Provided passage:
+-------+

I interpret young adults as people ages 18-34. At 35, I'm out of the demographic, but I've realized that my spiritual sensibilities are much more like the Millennials' than those of the Generation X-ers. I know the characteristics I'd like church -- the singular congregation or parish I belong to, the body of Christ as a group of people, and the institutional church -- to have: It should be open, affirming, radical in thought and fiercely committed to eradicating injustice and inequality. But I can't tell anyone how to draw back into church people who want the institutional church to reflect those same values, because I'm not entirely convinced that, for their own sake, they need to return.

My ambivalence comes from an unusual experience. During their late teens and very early adult years, most people wrestle with challenging questions about identity, belief and purpose. Those questions can be further complicated by leaving home for college and discovering, through interactions with people of different religious, ethnic and geographical backgrounds, that the way they knew growing up is not the only way to live. That should come as less of a shock as the U.S. shifts to a "majority minority" nation -- but housing in most of the country is still segregated based on race and wealth, meaning too many college-going young adults come from communities that are just as homogenous as they were 50 years ago.

When I was 18, I left a homogenous community. Over the next four years I encountered people at a private university with religious, ethnic and geographical backgrounds more diverse than what I had been exposed to at my magnet high school that attracted some of the city's most talented students in science and the arts. I wrestled with questions about the accuracy of the Bible, sexism in the text, Christianity’s role in slavery and racial terrorism and its current place in African American life. And I shrugged off the questions in favor of community and security.

+-------+

Records shown:
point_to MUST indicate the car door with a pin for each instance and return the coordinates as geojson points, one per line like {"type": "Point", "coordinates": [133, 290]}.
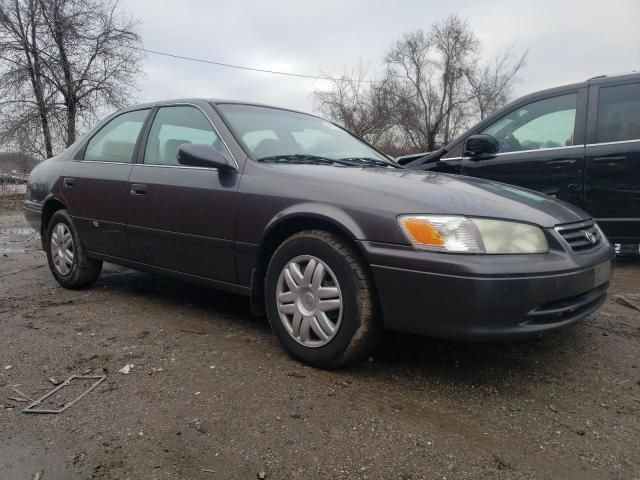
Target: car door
{"type": "Point", "coordinates": [612, 182]}
{"type": "Point", "coordinates": [95, 185]}
{"type": "Point", "coordinates": [541, 147]}
{"type": "Point", "coordinates": [182, 218]}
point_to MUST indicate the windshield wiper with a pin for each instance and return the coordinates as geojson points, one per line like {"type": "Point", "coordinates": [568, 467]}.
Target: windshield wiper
{"type": "Point", "coordinates": [307, 159]}
{"type": "Point", "coordinates": [298, 158]}
{"type": "Point", "coordinates": [367, 162]}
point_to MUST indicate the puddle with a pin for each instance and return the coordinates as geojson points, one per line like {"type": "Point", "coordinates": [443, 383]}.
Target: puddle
{"type": "Point", "coordinates": [12, 250]}
{"type": "Point", "coordinates": [17, 231]}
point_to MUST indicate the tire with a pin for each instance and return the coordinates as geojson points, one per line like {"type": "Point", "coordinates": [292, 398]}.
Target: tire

+-------+

Work to complete:
A – From the essay on young adults and church, extract everything from "When I was 18, I" down to "community and security.".
B – In the essay on young adults and church, what ages does the writer count as young adults?
The records were gathered from a separate source.

Answers for the exercise:
A –
When I was 18, I left a homogenous community. Over the next four years I encountered people at a private university with religious, ethnic and geographical backgrounds more diverse than what I had been exposed to at my magnet high school that attracted some of the city's most talented students in science and the arts. I wrestled with questions about the accuracy of the Bible, sexism in the text, Christianity’s role in slavery and racial terrorism and its current place in African American life. And I shrugged off the questions in favor of community and security.

B – Ages 18 to 34.